ACTION ITEM: Give the line with "job: outline the religious statue" again, along with every line below it to the end of the records, word for word.
Top of EXERCISE MATERIALS
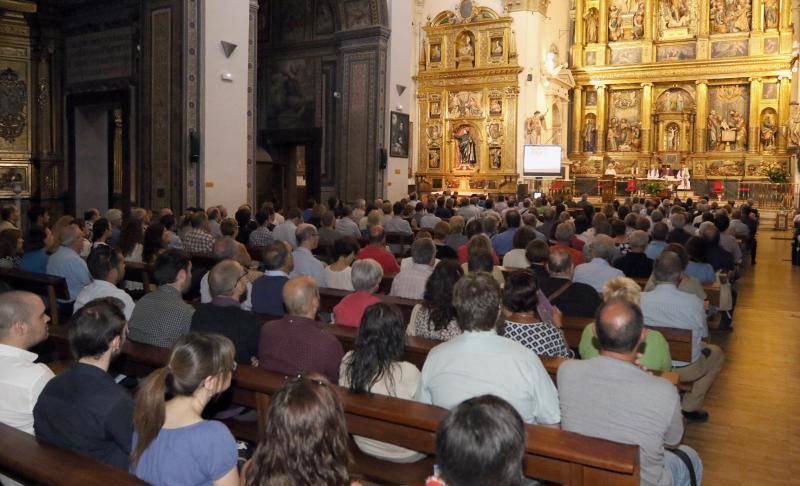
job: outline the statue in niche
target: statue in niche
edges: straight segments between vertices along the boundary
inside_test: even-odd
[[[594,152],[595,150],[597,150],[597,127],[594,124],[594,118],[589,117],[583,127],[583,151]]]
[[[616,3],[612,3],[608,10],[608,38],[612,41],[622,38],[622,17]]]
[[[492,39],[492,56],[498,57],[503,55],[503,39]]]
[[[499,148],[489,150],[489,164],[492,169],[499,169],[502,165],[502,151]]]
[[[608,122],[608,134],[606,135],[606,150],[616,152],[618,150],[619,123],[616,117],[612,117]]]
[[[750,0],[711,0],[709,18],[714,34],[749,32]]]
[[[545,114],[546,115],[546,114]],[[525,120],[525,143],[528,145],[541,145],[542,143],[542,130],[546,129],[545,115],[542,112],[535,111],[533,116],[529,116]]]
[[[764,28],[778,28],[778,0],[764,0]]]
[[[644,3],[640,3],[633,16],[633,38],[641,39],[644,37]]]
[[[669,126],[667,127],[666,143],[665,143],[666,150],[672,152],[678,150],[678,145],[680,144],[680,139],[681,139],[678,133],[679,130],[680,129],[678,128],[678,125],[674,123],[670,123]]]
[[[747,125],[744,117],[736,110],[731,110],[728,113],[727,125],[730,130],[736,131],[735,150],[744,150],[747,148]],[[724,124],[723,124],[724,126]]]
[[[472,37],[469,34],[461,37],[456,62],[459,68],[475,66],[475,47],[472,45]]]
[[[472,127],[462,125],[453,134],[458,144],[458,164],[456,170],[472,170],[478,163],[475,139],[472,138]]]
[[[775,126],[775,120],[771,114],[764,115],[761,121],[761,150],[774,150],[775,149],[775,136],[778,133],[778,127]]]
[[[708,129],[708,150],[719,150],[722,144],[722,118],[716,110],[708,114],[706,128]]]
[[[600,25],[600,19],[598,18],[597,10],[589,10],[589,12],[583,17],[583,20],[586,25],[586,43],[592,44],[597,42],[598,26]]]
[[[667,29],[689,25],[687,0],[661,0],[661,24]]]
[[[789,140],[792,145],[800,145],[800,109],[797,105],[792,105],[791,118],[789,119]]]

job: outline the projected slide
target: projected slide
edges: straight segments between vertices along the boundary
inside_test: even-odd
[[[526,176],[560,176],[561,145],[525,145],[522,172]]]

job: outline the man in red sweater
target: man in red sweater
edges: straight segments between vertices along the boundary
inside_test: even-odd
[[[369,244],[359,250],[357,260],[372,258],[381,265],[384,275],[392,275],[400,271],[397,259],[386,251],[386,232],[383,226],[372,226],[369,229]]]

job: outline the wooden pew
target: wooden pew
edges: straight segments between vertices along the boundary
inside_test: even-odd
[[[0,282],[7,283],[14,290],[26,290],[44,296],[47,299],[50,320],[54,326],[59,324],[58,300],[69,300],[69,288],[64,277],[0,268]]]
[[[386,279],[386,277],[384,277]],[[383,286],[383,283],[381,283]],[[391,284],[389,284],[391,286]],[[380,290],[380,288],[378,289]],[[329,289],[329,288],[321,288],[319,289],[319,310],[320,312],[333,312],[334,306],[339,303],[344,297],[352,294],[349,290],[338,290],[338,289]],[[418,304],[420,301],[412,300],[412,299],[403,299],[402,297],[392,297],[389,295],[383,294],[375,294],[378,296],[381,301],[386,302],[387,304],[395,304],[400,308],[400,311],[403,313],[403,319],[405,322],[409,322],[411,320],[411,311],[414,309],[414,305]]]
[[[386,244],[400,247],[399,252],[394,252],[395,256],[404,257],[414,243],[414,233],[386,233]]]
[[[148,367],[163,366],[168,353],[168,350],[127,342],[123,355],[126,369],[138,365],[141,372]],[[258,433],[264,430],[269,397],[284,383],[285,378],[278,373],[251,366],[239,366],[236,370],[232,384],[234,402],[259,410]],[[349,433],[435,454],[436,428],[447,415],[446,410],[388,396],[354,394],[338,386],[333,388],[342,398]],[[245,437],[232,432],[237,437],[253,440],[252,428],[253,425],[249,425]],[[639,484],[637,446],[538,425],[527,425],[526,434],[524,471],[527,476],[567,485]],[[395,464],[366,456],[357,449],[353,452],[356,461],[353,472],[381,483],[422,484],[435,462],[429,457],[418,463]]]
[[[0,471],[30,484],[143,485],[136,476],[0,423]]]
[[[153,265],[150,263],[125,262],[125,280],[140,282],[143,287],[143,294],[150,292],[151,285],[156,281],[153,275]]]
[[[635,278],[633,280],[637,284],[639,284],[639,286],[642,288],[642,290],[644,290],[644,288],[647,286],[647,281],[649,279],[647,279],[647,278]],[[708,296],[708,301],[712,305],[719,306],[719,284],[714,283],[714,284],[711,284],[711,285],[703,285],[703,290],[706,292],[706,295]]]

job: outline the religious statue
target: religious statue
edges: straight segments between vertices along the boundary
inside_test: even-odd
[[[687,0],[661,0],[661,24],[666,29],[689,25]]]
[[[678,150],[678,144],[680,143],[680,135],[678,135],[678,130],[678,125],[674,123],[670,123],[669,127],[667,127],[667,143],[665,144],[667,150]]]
Bottom of EXERCISE MATERIALS
OUTPUT OF THE EXERCISE:
job: outline the religious statue
target: religious statue
edges: straight segments between vertices along the boundary
inside_test: even-odd
[[[687,0],[661,0],[661,24],[666,29],[689,25]]]
[[[678,150],[678,144],[680,143],[680,135],[678,135],[678,130],[678,125],[674,123],[670,123],[669,127],[667,127],[667,143],[665,144],[667,150]]]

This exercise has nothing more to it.